"""

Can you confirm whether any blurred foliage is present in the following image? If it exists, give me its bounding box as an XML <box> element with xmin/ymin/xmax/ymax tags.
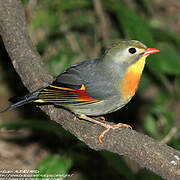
<box><xmin>0</xmin><ymin>0</ymin><xmax>180</xmax><ymax>180</ymax></box>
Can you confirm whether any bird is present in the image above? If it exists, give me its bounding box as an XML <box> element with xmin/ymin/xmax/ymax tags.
<box><xmin>1</xmin><ymin>40</ymin><xmax>159</xmax><ymax>143</ymax></box>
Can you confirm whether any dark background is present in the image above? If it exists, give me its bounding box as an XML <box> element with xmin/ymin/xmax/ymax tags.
<box><xmin>0</xmin><ymin>0</ymin><xmax>180</xmax><ymax>180</ymax></box>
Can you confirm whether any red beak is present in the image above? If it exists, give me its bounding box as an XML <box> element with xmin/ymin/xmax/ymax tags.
<box><xmin>144</xmin><ymin>48</ymin><xmax>160</xmax><ymax>55</ymax></box>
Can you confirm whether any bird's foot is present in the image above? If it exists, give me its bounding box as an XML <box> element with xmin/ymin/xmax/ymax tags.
<box><xmin>98</xmin><ymin>116</ymin><xmax>106</xmax><ymax>121</ymax></box>
<box><xmin>98</xmin><ymin>123</ymin><xmax>132</xmax><ymax>143</ymax></box>
<box><xmin>79</xmin><ymin>115</ymin><xmax>132</xmax><ymax>143</ymax></box>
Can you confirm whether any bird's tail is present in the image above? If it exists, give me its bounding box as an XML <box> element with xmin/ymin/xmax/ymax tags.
<box><xmin>0</xmin><ymin>88</ymin><xmax>43</xmax><ymax>113</ymax></box>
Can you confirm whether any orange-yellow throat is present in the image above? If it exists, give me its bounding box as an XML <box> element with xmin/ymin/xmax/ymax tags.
<box><xmin>121</xmin><ymin>55</ymin><xmax>147</xmax><ymax>101</ymax></box>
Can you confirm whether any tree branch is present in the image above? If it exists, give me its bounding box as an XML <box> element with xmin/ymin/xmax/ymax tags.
<box><xmin>0</xmin><ymin>0</ymin><xmax>180</xmax><ymax>179</ymax></box>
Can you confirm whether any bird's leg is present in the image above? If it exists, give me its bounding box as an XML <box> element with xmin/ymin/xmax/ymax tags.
<box><xmin>73</xmin><ymin>115</ymin><xmax>77</xmax><ymax>121</ymax></box>
<box><xmin>98</xmin><ymin>116</ymin><xmax>106</xmax><ymax>121</ymax></box>
<box><xmin>79</xmin><ymin>115</ymin><xmax>132</xmax><ymax>143</ymax></box>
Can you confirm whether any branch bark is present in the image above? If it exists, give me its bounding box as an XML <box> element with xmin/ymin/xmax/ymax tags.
<box><xmin>0</xmin><ymin>0</ymin><xmax>180</xmax><ymax>180</ymax></box>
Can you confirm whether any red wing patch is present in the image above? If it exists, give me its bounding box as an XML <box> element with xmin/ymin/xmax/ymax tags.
<box><xmin>37</xmin><ymin>84</ymin><xmax>99</xmax><ymax>105</ymax></box>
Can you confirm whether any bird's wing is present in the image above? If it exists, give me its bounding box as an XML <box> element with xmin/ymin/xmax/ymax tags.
<box><xmin>37</xmin><ymin>59</ymin><xmax>100</xmax><ymax>105</ymax></box>
<box><xmin>37</xmin><ymin>59</ymin><xmax>117</xmax><ymax>105</ymax></box>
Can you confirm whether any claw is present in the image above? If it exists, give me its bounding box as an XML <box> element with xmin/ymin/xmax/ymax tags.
<box><xmin>79</xmin><ymin>115</ymin><xmax>132</xmax><ymax>143</ymax></box>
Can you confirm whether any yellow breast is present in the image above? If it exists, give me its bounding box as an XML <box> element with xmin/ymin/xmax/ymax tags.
<box><xmin>120</xmin><ymin>56</ymin><xmax>147</xmax><ymax>101</ymax></box>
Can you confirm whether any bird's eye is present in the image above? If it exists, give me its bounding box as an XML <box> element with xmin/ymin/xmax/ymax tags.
<box><xmin>128</xmin><ymin>48</ymin><xmax>136</xmax><ymax>54</ymax></box>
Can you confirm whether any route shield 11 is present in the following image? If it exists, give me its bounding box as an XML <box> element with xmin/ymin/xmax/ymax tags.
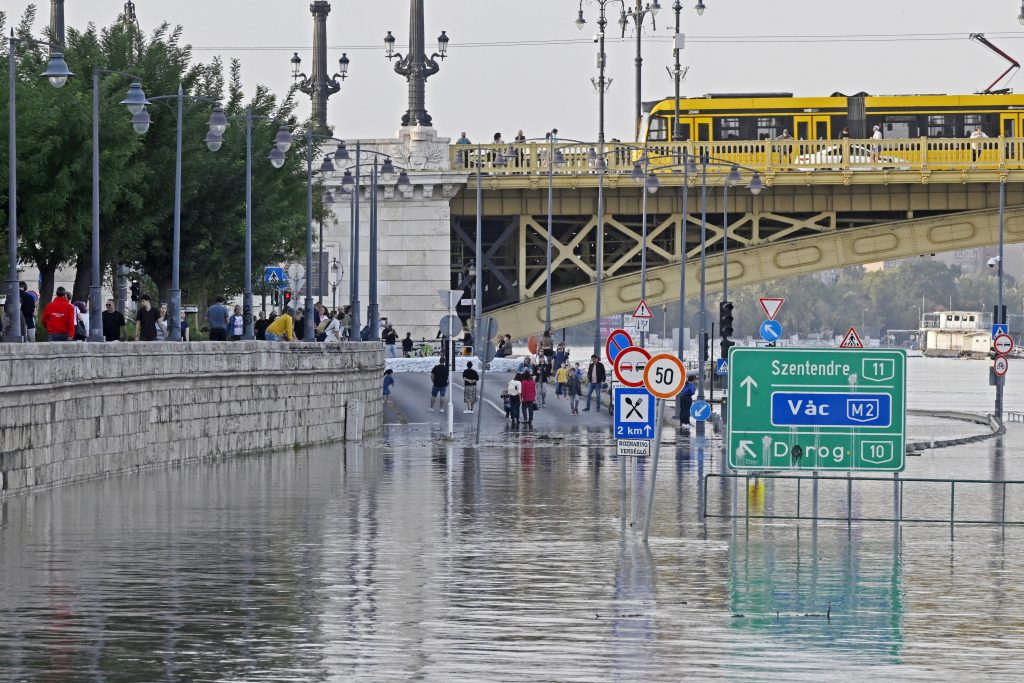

"""

**WRITTEN INSTRUCTION**
Collect every line of the lines above that contains the word "following".

**FINAL ANSWER**
Can you confirm whether any blurred foliage is present in the following image? If it exists, give me its bounding box as an XML <box> element with xmin/ymin/xmax/ymax tags.
Can you confirm whether any route shield 11 is present in the following image? If it exists, give me its bounding box as an XML <box> element with xmin/ymin/xmax/ymax tags.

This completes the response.